Collected data entries →
---

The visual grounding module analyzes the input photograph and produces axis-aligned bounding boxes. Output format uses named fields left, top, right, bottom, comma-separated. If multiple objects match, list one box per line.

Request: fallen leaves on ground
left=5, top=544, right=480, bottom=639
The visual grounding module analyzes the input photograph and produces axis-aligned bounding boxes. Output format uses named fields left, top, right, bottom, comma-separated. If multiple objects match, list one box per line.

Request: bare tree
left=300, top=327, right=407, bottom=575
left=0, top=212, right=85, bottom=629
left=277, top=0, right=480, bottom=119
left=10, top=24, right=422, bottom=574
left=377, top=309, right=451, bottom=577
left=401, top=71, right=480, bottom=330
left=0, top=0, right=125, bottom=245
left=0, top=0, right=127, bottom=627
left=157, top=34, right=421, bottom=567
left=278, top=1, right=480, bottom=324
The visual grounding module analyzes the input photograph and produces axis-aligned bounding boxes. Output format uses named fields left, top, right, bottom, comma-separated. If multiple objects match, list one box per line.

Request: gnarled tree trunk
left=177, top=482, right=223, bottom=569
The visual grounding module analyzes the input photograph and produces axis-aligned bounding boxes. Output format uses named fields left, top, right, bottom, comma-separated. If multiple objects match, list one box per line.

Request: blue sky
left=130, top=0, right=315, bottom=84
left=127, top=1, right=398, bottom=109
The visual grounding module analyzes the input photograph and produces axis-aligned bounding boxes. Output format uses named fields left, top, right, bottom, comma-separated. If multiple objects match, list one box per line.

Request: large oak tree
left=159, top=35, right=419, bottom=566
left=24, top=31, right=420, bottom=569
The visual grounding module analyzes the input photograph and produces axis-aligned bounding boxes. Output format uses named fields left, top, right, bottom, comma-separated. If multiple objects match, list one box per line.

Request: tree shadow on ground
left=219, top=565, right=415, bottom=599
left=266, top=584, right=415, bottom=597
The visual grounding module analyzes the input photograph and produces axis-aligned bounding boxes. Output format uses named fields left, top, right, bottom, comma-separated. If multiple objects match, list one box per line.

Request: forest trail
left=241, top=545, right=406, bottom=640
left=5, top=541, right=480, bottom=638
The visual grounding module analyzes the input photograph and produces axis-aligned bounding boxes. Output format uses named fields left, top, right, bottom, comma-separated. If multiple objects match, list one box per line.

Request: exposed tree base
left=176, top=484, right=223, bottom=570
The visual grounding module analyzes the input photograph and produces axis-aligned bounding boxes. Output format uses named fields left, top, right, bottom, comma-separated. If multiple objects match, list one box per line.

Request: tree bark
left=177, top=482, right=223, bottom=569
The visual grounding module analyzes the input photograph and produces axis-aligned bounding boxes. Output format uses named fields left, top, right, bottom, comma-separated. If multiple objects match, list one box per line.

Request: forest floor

---

What this task involves →
The data should be printed again exactly, line for line.

Exercise response →
The visual grounding module analyzes the input photograph and produces axis-aligned bounding boxes. Output format uses named fields left, top, right, bottom, comma-separated. If multiple objects match, list one box per line.

Request: fallen leaves on ground
left=5, top=544, right=480, bottom=639
The visual grounding module analyzes the input photograph and produces axis-aligned bounding boxes. Output format uses named fields left, top, right, bottom, comma-separated. If multiple objects match, list one box per line.

Request: bare tree
left=300, top=327, right=407, bottom=575
left=0, top=212, right=85, bottom=629
left=277, top=0, right=480, bottom=119
left=10, top=24, right=422, bottom=574
left=377, top=309, right=451, bottom=577
left=401, top=71, right=480, bottom=330
left=0, top=0, right=125, bottom=245
left=0, top=0, right=127, bottom=627
left=157, top=34, right=421, bottom=567
left=278, top=1, right=480, bottom=324
The visual grounding module analyzes the input photograph and produces axis-aligned bounding boxes. Output format uses named fields left, top, right, bottom, comma-separated. If multiple objects match, list one box per line.

Request: gnarled tree trunk
left=177, top=482, right=223, bottom=569
The visual grounding module analyzes the input photograph and produces axis-aligned bounding boxes. Output format uses named fields left, top, right, bottom, comma-separated. If multiple objects match, list one box per line.

Request: blue sky
left=130, top=0, right=315, bottom=84
left=127, top=1, right=398, bottom=109
The visual grounding module analyzes the input photograph and produces axis-aligned bounding boxes. Output format uses named fields left, top, right, bottom, comma-separated. If multiple objects match, list one box per line.

Request: large oak tree
left=159, top=35, right=419, bottom=566
left=24, top=31, right=420, bottom=569
The visual grounding module analyzes the input photograph and produces axis-aligned bounding boxes. Output format uses named fields left, top, right, bottom, comma-separated. If multiple objects match, list one box per line.

Request: tree shadow on ground
left=219, top=565, right=415, bottom=599
left=266, top=584, right=415, bottom=597
The visual grounding module analyzes the input photograph and produces axis-aligned bounding boxes. Output format uses named fields left, top, right, bottom, comma-separated. If multiple objects match, list one box per line.

Request: forest trail
left=241, top=545, right=406, bottom=640
left=5, top=541, right=480, bottom=638
The visual grounding module analyzes the input photograph and produces axis-aligned bounding boxes. Output format uses named fields left, top, right, bottom, comma-separated. If multiple objects match, list one box per line.

Request: exposed tree base
left=176, top=484, right=223, bottom=570
The visual grounding module analyzes the input photograph and produces axis-aligned bounding boxes. Output format uses named fields left, top, right, bottom, comma-separated. If multiple objects match, list one box per line.

Request: tree bark
left=177, top=482, right=223, bottom=569
The visual grounding module analyzes the input photograph and produces axis-aligned bounding boxes. Output format uses named fields left, top, right, bottom, comma-separated. If multiple objects match, list one box per line.

Request: forest floor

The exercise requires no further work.